- [Exercise brief]: Present the lines of the material as a numbered list, starting at the line containing "the pool deck" and ending at the line containing "(1094, 740)", both included and blank lines left out.

>> Start Input rows

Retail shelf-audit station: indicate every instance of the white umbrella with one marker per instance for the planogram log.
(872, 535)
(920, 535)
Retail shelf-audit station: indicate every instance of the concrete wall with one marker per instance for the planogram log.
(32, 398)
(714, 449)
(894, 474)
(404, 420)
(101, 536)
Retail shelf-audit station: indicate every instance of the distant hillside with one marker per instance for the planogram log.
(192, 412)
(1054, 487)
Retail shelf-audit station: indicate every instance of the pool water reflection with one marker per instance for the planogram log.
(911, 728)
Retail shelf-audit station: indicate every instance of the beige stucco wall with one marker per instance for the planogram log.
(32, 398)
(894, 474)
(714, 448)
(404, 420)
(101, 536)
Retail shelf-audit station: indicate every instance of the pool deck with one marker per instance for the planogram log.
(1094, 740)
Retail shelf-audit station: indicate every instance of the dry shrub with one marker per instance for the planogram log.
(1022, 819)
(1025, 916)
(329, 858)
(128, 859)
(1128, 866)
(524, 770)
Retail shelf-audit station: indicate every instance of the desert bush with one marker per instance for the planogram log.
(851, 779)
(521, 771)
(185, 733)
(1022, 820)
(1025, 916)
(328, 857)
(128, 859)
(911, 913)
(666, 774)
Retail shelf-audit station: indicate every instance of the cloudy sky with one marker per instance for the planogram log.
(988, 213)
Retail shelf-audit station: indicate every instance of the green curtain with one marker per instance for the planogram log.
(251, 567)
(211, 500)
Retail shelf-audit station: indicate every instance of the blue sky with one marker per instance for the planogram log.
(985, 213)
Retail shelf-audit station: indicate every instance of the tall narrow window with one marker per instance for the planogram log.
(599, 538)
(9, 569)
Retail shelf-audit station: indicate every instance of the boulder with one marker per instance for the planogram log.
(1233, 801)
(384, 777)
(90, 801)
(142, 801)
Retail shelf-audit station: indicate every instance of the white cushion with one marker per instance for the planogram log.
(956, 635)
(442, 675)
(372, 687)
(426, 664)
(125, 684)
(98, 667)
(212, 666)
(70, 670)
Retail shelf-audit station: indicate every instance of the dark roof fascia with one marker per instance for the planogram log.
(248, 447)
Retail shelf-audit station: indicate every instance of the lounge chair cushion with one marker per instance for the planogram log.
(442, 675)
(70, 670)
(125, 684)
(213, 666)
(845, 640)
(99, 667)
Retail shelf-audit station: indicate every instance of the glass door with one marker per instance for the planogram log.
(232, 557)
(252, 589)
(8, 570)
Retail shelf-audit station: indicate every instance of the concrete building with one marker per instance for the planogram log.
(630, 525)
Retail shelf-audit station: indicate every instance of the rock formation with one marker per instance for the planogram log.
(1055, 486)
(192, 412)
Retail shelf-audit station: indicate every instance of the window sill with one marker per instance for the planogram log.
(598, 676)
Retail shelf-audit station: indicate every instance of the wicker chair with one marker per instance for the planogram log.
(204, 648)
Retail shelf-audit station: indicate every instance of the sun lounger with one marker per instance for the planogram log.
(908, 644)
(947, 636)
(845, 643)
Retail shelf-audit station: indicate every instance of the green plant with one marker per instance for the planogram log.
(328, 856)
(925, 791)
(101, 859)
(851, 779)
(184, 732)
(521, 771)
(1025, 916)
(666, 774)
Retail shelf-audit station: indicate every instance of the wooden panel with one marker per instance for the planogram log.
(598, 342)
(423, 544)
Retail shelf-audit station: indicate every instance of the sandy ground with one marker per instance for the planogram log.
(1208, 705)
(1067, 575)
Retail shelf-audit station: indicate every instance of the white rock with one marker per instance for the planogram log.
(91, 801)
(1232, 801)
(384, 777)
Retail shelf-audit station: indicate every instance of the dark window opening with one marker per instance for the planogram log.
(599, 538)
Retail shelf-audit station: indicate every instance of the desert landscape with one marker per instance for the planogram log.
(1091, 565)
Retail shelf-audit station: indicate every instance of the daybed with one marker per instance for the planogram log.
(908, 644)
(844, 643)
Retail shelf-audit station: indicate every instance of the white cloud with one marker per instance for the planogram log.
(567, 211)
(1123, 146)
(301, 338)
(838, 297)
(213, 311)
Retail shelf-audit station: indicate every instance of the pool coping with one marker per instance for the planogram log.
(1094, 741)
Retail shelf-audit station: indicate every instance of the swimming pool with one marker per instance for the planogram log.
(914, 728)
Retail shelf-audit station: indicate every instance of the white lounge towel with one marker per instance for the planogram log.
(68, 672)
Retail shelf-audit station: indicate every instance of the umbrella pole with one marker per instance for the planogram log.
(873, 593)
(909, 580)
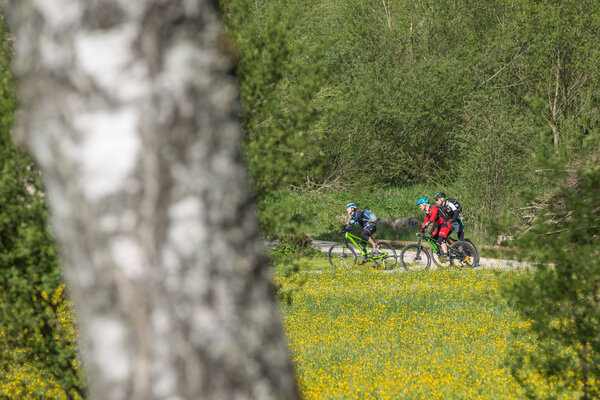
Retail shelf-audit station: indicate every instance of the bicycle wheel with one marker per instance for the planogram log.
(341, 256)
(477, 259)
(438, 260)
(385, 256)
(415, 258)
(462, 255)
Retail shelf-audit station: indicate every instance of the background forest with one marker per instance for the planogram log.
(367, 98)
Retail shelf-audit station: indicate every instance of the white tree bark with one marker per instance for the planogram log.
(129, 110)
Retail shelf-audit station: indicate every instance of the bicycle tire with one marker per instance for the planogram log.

>> End Input rows

- [The answer]:
1. Retail shelf-audit station: indicate every instance of the pool deck with one marker per instance for the planogram log.
2. (1094, 740)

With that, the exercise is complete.